- _What the task asks_:
Replace every "gripper" with "suction cup" in the records below, and give all the lines back with nothing else changed.

------ Extracted material

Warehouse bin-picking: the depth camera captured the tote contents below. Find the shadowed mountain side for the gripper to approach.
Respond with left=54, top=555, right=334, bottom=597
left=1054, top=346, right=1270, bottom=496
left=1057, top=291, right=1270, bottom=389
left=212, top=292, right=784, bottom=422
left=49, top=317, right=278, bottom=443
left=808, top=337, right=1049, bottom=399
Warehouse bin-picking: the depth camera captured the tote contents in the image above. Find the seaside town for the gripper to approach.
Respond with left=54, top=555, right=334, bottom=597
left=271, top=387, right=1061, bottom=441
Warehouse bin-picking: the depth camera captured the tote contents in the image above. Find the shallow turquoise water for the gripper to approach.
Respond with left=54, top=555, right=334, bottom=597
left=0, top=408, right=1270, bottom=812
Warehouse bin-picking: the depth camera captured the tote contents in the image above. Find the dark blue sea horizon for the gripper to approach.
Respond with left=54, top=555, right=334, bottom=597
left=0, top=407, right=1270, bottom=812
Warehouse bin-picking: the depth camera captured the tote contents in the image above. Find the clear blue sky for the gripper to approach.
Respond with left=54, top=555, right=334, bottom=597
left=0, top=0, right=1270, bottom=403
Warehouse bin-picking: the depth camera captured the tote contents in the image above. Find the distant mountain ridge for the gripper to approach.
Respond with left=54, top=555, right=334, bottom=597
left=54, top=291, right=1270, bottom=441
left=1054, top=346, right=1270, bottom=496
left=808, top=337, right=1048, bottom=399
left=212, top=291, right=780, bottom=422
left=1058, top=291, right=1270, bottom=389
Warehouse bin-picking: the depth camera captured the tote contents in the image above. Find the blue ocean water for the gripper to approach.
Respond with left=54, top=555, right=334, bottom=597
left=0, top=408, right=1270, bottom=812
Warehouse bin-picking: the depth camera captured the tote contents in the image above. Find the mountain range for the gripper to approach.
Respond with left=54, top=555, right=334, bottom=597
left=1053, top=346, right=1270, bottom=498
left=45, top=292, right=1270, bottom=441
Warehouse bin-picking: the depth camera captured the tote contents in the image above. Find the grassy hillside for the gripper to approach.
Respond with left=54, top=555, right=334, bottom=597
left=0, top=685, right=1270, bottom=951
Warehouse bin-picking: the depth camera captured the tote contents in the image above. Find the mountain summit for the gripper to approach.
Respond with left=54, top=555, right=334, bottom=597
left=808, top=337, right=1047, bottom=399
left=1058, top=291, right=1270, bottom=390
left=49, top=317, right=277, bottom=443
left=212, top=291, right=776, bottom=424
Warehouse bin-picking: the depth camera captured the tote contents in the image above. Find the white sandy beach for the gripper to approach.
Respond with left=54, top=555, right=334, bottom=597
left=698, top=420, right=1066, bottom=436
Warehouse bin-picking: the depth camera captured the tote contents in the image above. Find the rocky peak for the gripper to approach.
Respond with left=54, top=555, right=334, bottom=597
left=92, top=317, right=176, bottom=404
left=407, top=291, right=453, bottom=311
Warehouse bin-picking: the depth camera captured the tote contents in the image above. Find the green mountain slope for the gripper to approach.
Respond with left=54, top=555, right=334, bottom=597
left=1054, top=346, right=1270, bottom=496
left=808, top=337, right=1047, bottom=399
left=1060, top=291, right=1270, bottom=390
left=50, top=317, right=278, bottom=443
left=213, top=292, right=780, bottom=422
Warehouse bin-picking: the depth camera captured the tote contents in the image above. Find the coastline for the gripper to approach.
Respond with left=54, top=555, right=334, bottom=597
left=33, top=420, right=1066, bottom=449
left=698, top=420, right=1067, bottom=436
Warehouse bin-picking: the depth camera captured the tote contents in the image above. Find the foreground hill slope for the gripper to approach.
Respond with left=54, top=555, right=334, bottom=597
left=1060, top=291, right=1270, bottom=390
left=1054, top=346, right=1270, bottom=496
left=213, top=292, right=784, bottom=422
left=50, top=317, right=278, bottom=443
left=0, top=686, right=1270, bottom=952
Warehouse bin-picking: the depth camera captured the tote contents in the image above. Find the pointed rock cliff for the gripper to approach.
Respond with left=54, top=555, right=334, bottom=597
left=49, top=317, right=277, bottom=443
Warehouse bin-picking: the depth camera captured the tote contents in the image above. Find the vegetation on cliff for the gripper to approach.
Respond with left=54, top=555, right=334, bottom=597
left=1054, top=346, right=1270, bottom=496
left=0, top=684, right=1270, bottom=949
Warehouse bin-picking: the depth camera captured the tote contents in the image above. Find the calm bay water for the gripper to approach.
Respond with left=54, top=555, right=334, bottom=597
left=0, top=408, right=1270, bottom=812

------------

- _The reply_:
Warehouse bin-picking: the depth camera captured the tote contents below. Find the shadowed mountain side for the suction cup to approach.
Respond with left=54, top=555, right=334, bottom=597
left=1054, top=346, right=1270, bottom=496
left=1057, top=291, right=1270, bottom=389
left=212, top=292, right=784, bottom=422
left=49, top=317, right=278, bottom=443
left=808, top=337, right=1049, bottom=399
Warehouse bin-picking: the depth camera captured the tote contents in the image above. Find the seaside town for the suction cup to approach.
Respond with left=54, top=555, right=334, bottom=597
left=271, top=387, right=1061, bottom=441
Warehouse bin-picking: the depth camera captured the tote contents in the image above. Find the shallow turquoise water for the suction cup to approach.
Respond with left=54, top=555, right=334, bottom=597
left=0, top=408, right=1270, bottom=812
Warehouse bin-picking: the depth camera captured the tote contents in the image above. Find the dark blue sea horizon for the suction cup to approach.
Respond with left=54, top=555, right=334, bottom=597
left=0, top=407, right=1270, bottom=812
Warehouse bin-picking: the depth camera captured the tote contents in the image above. Find the clear blue sky for the suction cup to approach.
Respond with left=54, top=555, right=334, bottom=597
left=0, top=0, right=1270, bottom=403
Warehouse bin-picking: the depth camera captured the tote contents in the image above. Find the distant mountain ridge for the suction cup to approach.
Respond with left=54, top=555, right=334, bottom=597
left=54, top=291, right=1270, bottom=441
left=1054, top=346, right=1270, bottom=496
left=808, top=337, right=1048, bottom=399
left=212, top=291, right=780, bottom=422
left=1058, top=291, right=1270, bottom=389
Warehouse bin-picking: the depth camera captured the tote contents in the image above. Find the blue ocean water for the suction cup to approach.
Respond with left=54, top=555, right=334, bottom=597
left=0, top=408, right=1270, bottom=812
Warehouse bin-picking: the depth camera captured the tote contents in the image above. Find the mountain range for the suction cup to approach.
Respond with left=54, top=555, right=334, bottom=597
left=1053, top=346, right=1270, bottom=498
left=45, top=292, right=1270, bottom=441
Warehouse bin-picking: the depth camera captured the tote contents in the image above. Find the grassy hillside for the suction cup to approach.
Respond with left=54, top=555, right=334, bottom=597
left=0, top=685, right=1270, bottom=951
Warehouse bin-picking: the depth camera captured the tote contents in the image above. Find the mountain summit for the suction cup to approach.
Respond with left=54, top=555, right=334, bottom=597
left=808, top=337, right=1047, bottom=399
left=1058, top=291, right=1270, bottom=390
left=49, top=317, right=277, bottom=443
left=212, top=291, right=776, bottom=424
Warehouse bin-picking: the depth camera captured the tote contents in the image above. Find the white sandy beach for the suction cup to approach.
Respond with left=54, top=555, right=334, bottom=597
left=698, top=420, right=1066, bottom=436
Warehouse bin-picking: the depth camera captured the tote contents in the image above. Find the rocky peak for the suction cup to approach.
Respond with left=54, top=555, right=334, bottom=597
left=92, top=317, right=176, bottom=404
left=407, top=291, right=453, bottom=311
Warehouse bin-picking: the depth camera captured the tote contents in the image above. Find the green mountain slope for the suction cup to approach.
Respond with left=54, top=555, right=334, bottom=597
left=1054, top=346, right=1270, bottom=496
left=808, top=337, right=1047, bottom=399
left=1060, top=291, right=1270, bottom=390
left=50, top=317, right=278, bottom=443
left=213, top=292, right=780, bottom=422
Warehouse bin-picking: the depth camera captured the tote contents in the image above. Find the coastline for the suction cup to approach.
Respond with left=54, top=555, right=334, bottom=597
left=33, top=420, right=1066, bottom=449
left=698, top=420, right=1067, bottom=436
Warehouse bin-picking: the depth camera captured the tote contents in the image above. Find the foreground hill slope for the suction cup to approach.
Respond with left=54, top=555, right=334, bottom=597
left=1060, top=291, right=1270, bottom=390
left=1054, top=346, right=1270, bottom=496
left=213, top=292, right=784, bottom=422
left=50, top=317, right=278, bottom=443
left=0, top=686, right=1270, bottom=952
Warehouse bin-picking: the depth camera captured the tote contents in the image above. Find the pointed rock cliff for the suction cup to approach.
Respond with left=54, top=555, right=334, bottom=597
left=49, top=317, right=277, bottom=443
Warehouse bin-picking: the depth camera captured the tote contents in the image above. Find the vegetation on cliff for the suction cup to approach.
Respond with left=54, top=555, right=334, bottom=597
left=1054, top=346, right=1270, bottom=496
left=0, top=684, right=1270, bottom=949
Warehouse bin-picking: the depth camera captured the tote contents in the image above. Find the calm bay water for the suction cup to approach.
Respond with left=54, top=555, right=334, bottom=597
left=0, top=408, right=1270, bottom=812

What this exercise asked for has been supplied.